***** Extracted entries
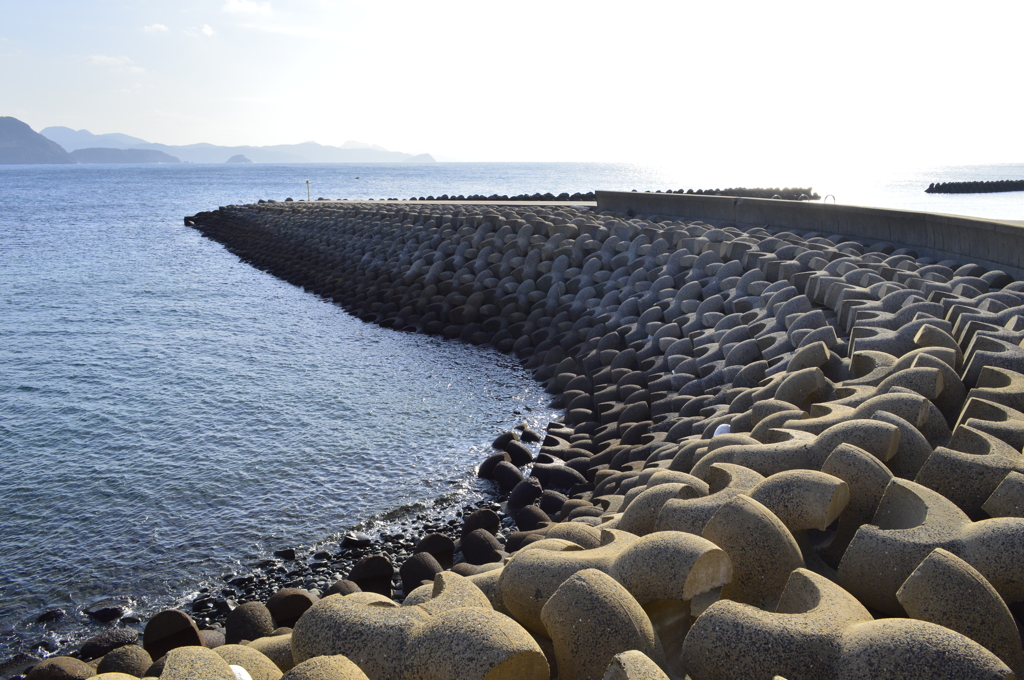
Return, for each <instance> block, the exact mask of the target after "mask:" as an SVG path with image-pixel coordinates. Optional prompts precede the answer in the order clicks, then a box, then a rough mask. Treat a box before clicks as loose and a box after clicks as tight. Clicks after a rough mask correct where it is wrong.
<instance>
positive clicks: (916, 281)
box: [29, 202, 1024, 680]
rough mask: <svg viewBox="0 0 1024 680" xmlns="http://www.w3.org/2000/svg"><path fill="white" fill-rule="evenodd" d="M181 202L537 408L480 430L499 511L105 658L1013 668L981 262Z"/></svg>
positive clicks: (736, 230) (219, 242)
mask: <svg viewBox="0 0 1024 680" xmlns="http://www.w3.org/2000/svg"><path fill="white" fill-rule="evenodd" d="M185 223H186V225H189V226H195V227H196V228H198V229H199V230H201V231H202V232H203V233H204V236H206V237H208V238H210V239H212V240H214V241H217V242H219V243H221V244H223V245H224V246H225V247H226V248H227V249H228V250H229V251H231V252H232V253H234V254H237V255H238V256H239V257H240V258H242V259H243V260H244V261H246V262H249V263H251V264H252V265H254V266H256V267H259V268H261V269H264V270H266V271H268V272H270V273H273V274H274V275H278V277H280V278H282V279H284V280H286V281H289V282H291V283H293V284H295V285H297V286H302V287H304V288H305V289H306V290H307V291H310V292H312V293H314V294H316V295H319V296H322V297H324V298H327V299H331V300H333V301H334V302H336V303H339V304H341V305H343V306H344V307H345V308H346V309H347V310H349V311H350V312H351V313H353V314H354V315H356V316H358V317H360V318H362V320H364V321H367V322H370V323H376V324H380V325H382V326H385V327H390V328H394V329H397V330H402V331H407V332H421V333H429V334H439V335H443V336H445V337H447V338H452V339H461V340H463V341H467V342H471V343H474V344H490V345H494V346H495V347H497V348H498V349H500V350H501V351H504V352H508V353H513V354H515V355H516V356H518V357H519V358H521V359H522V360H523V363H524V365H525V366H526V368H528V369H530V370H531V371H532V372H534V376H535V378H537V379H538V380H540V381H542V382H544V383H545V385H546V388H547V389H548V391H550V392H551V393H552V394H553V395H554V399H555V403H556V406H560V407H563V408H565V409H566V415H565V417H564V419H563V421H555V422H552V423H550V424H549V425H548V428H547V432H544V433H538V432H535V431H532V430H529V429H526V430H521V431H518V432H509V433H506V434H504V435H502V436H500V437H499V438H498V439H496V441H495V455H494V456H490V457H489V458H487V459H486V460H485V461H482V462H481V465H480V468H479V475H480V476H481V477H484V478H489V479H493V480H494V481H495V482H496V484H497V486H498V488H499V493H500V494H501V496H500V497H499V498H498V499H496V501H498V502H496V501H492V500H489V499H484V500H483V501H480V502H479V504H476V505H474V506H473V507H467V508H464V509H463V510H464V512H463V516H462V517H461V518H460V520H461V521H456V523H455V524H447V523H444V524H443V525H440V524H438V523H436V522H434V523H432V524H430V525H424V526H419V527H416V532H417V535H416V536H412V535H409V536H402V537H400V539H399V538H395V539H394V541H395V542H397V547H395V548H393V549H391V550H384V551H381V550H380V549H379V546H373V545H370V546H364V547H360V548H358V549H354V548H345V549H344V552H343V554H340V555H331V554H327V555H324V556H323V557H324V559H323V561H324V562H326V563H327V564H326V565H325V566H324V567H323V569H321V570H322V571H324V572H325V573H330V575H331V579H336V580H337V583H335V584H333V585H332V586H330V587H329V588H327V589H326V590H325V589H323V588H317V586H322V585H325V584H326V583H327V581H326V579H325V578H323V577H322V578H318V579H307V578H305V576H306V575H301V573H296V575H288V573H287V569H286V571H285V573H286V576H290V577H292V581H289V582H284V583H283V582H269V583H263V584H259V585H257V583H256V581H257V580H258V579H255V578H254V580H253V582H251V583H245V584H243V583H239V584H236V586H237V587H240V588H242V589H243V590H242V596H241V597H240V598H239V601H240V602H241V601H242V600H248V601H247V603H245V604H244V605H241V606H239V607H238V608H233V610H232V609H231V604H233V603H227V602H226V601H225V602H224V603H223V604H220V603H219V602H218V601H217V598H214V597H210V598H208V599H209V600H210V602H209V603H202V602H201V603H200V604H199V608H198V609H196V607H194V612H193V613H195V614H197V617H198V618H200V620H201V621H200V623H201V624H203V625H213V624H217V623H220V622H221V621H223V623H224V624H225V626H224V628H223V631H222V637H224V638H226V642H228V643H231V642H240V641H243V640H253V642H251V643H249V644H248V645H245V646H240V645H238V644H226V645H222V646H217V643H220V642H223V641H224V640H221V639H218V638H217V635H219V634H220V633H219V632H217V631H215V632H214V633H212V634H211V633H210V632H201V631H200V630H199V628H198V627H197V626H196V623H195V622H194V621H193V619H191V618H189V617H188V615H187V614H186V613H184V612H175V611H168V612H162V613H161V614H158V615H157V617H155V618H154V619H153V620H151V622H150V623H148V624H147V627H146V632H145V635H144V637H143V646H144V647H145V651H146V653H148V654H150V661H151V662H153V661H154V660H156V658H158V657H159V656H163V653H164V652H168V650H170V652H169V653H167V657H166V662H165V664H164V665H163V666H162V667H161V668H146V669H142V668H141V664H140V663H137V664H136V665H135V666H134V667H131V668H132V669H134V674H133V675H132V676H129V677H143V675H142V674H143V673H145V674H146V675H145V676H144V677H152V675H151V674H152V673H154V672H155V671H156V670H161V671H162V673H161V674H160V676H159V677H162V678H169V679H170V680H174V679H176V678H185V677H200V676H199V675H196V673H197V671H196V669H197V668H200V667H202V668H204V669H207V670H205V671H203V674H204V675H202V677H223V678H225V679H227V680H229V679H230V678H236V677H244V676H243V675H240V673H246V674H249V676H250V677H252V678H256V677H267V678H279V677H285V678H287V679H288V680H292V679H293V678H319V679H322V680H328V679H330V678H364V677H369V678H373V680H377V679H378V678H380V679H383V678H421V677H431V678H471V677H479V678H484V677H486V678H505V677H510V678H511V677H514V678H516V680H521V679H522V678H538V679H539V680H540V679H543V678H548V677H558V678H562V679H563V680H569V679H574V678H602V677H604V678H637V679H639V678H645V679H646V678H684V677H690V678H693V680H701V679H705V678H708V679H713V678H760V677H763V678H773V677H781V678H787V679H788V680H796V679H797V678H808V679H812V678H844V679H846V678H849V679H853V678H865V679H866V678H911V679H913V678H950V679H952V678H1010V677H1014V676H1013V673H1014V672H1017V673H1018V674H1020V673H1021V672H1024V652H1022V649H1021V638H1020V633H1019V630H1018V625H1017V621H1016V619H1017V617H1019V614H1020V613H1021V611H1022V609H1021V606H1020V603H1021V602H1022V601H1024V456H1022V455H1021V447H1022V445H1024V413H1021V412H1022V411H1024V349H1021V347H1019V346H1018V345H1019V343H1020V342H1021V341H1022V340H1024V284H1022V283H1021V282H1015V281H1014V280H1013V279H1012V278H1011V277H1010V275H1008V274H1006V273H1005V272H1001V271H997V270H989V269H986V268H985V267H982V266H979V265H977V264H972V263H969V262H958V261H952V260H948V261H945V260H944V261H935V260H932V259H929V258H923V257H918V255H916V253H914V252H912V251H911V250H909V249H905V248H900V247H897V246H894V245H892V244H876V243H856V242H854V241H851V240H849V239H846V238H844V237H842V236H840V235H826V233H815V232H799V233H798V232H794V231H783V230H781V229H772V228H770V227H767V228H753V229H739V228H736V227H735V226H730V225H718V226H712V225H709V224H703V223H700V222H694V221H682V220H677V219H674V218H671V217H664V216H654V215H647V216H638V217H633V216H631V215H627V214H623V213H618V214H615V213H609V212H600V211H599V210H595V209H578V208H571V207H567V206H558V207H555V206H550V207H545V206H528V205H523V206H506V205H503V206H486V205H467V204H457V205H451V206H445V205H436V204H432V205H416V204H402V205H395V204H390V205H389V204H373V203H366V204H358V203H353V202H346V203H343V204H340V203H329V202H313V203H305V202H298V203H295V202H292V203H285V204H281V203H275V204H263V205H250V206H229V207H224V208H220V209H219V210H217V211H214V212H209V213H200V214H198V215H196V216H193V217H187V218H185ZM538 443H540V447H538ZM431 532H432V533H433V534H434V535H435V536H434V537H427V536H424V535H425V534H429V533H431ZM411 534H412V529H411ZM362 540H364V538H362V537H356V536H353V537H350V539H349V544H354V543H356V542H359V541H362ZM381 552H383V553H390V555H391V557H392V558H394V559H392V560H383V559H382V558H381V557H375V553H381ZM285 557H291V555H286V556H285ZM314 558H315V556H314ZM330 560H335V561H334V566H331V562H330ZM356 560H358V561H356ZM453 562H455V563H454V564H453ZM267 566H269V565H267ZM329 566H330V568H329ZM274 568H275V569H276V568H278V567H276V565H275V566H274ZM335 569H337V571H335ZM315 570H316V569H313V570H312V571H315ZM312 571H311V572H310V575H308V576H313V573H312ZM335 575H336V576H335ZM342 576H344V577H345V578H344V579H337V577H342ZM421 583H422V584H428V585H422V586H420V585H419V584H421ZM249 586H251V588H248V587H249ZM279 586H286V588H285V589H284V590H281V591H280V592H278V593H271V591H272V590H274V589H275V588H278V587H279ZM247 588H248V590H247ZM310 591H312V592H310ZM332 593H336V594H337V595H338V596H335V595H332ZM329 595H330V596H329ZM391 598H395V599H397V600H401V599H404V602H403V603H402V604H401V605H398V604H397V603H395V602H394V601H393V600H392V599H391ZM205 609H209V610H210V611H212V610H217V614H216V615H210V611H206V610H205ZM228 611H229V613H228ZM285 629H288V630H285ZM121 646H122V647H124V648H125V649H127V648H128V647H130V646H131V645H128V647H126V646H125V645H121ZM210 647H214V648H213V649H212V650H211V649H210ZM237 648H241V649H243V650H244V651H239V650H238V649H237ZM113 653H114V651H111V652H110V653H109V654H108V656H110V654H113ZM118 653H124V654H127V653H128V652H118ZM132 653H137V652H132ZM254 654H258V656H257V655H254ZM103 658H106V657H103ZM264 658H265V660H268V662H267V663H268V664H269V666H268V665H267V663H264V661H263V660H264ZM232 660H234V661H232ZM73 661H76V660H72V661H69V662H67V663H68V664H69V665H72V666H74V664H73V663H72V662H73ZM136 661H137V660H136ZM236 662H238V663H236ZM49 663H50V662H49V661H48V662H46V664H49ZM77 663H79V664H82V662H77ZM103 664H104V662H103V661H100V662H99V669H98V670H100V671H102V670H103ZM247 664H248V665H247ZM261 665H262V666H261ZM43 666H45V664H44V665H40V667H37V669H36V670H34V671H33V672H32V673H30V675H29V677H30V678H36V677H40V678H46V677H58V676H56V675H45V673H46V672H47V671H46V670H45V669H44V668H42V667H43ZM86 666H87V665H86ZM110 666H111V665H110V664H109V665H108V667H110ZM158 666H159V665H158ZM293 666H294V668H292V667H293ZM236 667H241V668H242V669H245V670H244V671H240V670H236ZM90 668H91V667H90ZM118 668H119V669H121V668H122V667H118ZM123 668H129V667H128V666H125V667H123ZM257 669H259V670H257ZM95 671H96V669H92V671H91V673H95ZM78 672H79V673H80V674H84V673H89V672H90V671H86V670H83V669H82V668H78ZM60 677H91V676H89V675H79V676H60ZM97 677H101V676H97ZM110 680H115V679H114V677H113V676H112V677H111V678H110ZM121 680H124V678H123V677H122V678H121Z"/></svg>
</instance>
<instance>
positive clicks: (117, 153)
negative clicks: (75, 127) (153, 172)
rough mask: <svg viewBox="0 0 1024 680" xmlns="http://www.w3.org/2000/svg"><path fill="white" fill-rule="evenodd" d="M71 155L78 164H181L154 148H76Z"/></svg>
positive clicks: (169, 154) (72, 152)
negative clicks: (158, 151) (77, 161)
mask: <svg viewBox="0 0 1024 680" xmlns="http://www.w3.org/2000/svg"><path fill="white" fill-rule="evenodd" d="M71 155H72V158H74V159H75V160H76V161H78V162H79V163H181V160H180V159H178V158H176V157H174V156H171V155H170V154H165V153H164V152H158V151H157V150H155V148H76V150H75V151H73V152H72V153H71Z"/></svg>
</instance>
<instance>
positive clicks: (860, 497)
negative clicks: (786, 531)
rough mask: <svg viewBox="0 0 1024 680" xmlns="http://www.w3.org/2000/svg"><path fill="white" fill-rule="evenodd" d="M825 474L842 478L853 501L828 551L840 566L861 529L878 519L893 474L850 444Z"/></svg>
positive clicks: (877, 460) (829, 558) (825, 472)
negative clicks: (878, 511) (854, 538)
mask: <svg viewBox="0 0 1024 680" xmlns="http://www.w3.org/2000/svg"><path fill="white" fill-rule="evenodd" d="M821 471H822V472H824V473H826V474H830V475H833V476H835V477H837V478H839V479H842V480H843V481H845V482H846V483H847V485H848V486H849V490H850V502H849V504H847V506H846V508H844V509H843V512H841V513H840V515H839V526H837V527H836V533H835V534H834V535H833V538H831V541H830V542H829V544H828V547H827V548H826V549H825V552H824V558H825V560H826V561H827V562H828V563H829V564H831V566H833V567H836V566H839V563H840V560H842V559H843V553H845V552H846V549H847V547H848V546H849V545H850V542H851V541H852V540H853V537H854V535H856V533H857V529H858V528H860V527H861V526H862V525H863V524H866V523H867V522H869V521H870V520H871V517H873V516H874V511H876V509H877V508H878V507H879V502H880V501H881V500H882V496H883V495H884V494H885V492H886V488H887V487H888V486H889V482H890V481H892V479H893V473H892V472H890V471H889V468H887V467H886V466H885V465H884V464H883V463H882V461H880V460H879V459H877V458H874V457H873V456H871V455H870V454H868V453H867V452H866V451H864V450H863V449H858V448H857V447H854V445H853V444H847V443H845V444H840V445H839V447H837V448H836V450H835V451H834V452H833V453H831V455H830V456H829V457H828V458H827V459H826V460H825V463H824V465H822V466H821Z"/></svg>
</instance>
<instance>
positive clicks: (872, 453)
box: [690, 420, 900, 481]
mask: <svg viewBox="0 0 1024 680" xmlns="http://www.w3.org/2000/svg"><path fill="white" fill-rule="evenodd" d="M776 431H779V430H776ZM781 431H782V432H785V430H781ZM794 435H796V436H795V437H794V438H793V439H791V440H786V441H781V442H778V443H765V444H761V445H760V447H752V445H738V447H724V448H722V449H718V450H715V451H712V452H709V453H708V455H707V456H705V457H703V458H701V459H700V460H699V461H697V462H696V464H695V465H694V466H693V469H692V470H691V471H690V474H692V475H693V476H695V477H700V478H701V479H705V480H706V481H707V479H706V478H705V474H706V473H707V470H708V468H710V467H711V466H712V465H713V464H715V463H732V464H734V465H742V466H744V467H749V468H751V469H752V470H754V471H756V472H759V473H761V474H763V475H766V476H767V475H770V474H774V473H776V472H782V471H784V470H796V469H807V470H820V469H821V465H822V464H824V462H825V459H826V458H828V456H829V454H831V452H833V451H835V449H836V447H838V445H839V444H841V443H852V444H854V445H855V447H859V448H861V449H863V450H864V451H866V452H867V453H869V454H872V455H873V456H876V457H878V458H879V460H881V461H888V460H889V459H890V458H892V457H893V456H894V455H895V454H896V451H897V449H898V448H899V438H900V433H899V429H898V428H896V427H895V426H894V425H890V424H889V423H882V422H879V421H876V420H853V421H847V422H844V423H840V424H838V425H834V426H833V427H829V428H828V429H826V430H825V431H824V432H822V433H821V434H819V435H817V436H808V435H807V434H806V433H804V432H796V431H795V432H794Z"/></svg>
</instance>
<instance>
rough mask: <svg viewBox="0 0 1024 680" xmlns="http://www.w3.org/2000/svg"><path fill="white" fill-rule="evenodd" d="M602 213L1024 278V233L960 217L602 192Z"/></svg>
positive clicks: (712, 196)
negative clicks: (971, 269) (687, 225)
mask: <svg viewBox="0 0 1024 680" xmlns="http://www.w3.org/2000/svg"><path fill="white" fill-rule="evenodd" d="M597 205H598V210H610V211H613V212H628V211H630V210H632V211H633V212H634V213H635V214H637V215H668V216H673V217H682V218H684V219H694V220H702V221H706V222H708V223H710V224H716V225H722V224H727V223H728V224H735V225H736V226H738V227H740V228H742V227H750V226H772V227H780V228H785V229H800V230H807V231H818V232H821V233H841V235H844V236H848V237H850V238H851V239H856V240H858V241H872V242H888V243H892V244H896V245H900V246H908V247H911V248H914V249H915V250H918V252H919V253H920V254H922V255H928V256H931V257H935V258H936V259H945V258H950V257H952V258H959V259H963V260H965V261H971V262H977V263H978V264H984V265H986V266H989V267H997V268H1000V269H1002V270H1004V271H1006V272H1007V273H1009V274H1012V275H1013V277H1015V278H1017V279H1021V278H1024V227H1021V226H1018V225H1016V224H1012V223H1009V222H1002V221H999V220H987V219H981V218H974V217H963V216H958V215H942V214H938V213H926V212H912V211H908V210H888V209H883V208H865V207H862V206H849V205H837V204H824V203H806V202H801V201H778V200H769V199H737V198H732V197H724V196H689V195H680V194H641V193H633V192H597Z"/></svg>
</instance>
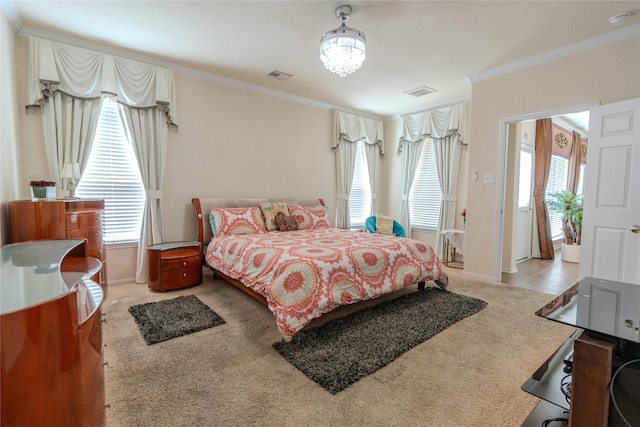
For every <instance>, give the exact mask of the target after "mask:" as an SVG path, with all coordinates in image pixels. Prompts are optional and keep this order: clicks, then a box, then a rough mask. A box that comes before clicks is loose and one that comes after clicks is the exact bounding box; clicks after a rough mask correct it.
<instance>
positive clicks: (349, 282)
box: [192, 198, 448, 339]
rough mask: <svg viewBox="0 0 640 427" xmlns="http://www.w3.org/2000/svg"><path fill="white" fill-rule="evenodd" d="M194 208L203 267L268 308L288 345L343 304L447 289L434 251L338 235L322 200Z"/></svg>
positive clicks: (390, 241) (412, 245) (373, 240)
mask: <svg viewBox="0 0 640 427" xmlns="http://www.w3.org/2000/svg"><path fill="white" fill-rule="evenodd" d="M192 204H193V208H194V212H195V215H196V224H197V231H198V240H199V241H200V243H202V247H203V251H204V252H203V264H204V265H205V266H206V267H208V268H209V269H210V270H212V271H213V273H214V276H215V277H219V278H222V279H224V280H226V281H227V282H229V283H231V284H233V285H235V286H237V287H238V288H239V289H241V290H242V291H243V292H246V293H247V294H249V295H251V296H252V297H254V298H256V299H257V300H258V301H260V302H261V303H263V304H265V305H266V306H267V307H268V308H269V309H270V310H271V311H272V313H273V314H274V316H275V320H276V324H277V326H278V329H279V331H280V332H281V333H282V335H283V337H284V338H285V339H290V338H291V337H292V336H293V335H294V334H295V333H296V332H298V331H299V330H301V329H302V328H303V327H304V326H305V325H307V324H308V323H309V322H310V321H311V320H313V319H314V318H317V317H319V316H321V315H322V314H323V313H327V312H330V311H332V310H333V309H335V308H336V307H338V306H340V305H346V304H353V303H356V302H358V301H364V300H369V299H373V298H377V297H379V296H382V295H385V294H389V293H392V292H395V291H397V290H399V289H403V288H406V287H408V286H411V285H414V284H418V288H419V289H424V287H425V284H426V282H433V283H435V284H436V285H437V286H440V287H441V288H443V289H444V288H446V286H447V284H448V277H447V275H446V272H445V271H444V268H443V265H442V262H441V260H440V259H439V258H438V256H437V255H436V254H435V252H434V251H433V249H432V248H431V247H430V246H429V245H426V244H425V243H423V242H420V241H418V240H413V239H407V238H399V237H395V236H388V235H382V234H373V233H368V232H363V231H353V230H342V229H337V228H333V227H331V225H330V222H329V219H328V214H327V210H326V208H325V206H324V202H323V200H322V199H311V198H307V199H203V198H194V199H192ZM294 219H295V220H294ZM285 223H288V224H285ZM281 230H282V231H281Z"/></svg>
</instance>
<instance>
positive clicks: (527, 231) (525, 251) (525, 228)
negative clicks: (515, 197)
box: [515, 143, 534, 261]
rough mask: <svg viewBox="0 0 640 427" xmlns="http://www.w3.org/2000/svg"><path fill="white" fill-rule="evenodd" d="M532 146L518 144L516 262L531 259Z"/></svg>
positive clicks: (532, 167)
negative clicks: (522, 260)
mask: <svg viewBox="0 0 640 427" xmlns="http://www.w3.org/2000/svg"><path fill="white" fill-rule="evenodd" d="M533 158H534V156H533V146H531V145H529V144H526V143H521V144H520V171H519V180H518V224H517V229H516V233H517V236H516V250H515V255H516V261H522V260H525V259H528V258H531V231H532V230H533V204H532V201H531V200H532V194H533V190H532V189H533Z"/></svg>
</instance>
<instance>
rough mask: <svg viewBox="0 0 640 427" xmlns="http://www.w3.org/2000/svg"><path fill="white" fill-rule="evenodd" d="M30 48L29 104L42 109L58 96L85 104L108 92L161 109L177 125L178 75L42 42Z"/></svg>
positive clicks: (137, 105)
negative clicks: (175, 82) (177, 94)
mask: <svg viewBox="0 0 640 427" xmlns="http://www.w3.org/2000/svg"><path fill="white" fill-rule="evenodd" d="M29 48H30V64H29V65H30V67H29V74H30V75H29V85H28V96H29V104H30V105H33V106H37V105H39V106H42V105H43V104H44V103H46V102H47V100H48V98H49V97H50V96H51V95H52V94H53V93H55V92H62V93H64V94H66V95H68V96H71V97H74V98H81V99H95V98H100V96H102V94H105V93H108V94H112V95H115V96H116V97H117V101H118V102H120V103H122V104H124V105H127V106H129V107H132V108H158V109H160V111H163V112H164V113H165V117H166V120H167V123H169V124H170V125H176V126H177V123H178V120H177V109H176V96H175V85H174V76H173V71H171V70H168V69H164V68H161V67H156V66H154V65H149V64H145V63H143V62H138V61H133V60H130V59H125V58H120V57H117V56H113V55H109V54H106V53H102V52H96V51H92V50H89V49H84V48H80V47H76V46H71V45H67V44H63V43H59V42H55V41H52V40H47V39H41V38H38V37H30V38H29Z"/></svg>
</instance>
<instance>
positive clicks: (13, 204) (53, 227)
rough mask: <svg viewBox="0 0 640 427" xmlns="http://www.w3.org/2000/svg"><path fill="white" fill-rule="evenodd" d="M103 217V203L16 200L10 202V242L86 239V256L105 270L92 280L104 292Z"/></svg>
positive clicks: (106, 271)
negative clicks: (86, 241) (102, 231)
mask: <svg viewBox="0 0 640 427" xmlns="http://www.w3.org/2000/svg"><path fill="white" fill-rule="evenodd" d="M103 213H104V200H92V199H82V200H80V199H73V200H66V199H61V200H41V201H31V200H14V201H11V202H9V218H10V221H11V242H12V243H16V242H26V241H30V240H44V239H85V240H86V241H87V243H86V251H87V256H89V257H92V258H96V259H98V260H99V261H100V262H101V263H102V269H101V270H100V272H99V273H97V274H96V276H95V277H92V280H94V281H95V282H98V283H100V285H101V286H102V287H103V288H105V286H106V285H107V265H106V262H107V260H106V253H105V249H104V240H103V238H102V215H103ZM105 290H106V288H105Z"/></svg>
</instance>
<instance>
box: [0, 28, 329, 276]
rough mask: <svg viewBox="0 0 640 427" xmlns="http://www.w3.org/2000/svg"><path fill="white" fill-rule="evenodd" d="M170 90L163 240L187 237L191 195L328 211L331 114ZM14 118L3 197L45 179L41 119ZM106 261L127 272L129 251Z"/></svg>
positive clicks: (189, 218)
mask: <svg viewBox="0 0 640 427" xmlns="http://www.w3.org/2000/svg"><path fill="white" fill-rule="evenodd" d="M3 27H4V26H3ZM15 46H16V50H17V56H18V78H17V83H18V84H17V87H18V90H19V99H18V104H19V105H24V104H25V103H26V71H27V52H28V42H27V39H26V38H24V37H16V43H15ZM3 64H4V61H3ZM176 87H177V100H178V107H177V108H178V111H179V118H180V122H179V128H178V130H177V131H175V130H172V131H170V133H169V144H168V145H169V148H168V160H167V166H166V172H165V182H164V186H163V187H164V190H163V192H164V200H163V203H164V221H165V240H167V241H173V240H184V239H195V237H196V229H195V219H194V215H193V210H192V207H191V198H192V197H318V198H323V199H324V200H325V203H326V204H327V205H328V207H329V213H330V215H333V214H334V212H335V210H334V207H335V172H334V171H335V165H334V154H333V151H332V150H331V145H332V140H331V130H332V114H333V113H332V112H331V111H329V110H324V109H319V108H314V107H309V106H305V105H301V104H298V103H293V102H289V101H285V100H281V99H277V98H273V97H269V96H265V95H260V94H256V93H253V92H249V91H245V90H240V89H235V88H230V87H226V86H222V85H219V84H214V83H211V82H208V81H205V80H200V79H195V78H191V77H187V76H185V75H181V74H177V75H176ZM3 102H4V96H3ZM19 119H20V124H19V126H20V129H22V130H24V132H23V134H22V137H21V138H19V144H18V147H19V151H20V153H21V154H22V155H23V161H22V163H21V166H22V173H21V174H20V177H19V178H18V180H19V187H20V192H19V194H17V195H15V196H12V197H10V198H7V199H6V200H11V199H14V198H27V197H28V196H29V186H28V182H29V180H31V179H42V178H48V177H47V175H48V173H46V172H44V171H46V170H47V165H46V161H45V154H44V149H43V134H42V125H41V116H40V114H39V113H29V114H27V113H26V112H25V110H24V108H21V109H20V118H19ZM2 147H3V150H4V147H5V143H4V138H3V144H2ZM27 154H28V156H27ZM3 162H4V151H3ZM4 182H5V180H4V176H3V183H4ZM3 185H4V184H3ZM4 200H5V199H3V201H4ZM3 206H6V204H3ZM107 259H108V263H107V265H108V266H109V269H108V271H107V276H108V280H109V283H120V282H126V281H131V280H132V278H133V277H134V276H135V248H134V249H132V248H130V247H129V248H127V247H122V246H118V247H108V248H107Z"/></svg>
**********
[Requirement]
Select each line of the data above in which the word "coordinates" appears, treating uppercase and lowercase letters as different.

[Problem solution]
Return, for each <instance> block, the exact mask of the target after "mask:" as an SVG path with image-pixel coordinates. Optional prompts precede the answer in the order clicks, then a box, then a rough mask. Treat a box before clicks as loose and a box after clicks as tight. Clicks after a rough mask correct where it is wrong.
For every <instance>, give the exact mask of the target after "mask:" as an SVG path, with all coordinates in image pixels. Prompts are optional and keep this order: clicks, then a box, then a rough mask. A box that comes before clicks is loose and one that comes after clicks is the exact bounding box; clicks after a rough mask correct it.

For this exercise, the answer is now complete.